Object point labels:

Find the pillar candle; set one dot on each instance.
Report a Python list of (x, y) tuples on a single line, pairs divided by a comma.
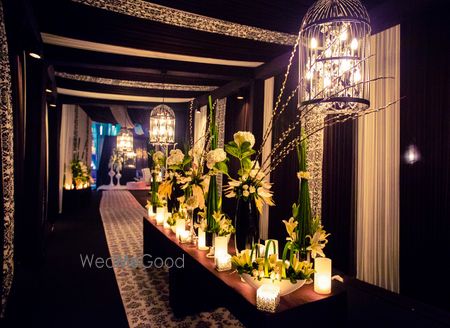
[(180, 226), (201, 243), (322, 276), (160, 215), (271, 251), (220, 246)]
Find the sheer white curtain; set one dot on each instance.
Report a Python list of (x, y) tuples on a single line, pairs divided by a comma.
[(268, 108), (377, 170), (74, 123), (200, 120)]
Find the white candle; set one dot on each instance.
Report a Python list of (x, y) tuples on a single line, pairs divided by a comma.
[(184, 236), (166, 218), (220, 246), (160, 215), (223, 262), (201, 243), (150, 212), (271, 247), (180, 226), (322, 276), (267, 297)]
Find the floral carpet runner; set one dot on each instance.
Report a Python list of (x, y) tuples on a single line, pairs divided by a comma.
[(144, 292)]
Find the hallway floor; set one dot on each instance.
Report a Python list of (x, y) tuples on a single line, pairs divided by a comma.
[(64, 294)]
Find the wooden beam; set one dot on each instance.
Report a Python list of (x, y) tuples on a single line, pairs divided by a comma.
[(222, 92)]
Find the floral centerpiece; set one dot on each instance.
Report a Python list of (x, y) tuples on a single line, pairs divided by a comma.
[(250, 189), (170, 189), (81, 177), (306, 236), (157, 160)]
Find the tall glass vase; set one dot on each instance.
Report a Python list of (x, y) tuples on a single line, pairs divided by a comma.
[(246, 223)]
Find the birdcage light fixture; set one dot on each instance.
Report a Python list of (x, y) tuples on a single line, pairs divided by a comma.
[(124, 141), (162, 125), (334, 48)]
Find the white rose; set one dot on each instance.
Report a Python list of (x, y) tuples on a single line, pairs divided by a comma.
[(242, 136), (158, 156), (215, 156), (176, 157)]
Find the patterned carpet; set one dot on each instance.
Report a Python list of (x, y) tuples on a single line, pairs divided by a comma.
[(144, 292)]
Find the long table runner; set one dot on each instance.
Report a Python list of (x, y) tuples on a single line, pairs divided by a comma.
[(144, 291)]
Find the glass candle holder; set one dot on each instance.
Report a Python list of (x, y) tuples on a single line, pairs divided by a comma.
[(267, 298), (180, 226), (220, 246), (223, 262), (184, 237), (322, 276), (201, 242), (160, 215), (150, 213)]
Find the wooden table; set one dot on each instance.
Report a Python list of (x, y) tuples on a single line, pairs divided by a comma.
[(199, 287)]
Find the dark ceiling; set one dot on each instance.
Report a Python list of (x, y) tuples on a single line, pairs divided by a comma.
[(80, 21)]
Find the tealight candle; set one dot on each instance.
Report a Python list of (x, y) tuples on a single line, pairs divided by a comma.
[(180, 226), (160, 215), (223, 262), (201, 242), (267, 297), (322, 276)]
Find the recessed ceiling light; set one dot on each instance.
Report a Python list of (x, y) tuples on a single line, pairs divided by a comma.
[(35, 55)]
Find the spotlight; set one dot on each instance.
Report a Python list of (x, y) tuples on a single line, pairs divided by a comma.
[(35, 55)]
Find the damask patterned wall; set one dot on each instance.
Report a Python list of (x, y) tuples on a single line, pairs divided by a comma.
[(7, 167)]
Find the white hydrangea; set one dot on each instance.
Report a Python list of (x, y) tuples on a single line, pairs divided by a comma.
[(158, 156), (242, 136), (175, 158), (215, 156)]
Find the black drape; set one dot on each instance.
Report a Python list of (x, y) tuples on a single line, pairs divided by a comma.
[(100, 114), (285, 180), (54, 124), (337, 195), (425, 185)]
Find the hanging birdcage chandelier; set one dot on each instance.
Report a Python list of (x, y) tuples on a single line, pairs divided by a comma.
[(124, 141), (162, 125), (334, 48)]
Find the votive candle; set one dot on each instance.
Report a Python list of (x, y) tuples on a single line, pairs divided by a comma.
[(267, 297), (223, 262)]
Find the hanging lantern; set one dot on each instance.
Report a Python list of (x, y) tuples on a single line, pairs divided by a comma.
[(124, 141), (334, 47), (162, 125)]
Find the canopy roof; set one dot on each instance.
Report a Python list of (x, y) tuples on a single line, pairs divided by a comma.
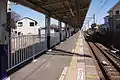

Requirement ->
Render the lines from the one containing "Find the black" through the one containing "[(267, 297), (223, 262)]", both included, as a JSON list of strings, one string per line, omitting any blank lines.

Solution ->
[
  "Find the black drape; set one dot on each instance.",
  "Report a Python list of (x, y) tuples on a single line, pairs divided by a comma.",
  "[(100, 114), (285, 180), (54, 124), (337, 195), (425, 185)]",
  "Find the hanging birdcage chandelier; set one dot on each instance.",
  "Report a Python list of (x, y) tuples on a single line, pairs divided by a comma.",
  "[(124, 141), (162, 125), (334, 48)]",
  "Find the votive candle; set one dot on each instance.",
  "Report a Python list of (x, y) tuples on a single line, pairs divided by a comma.",
  "[(267, 297), (223, 262)]"
]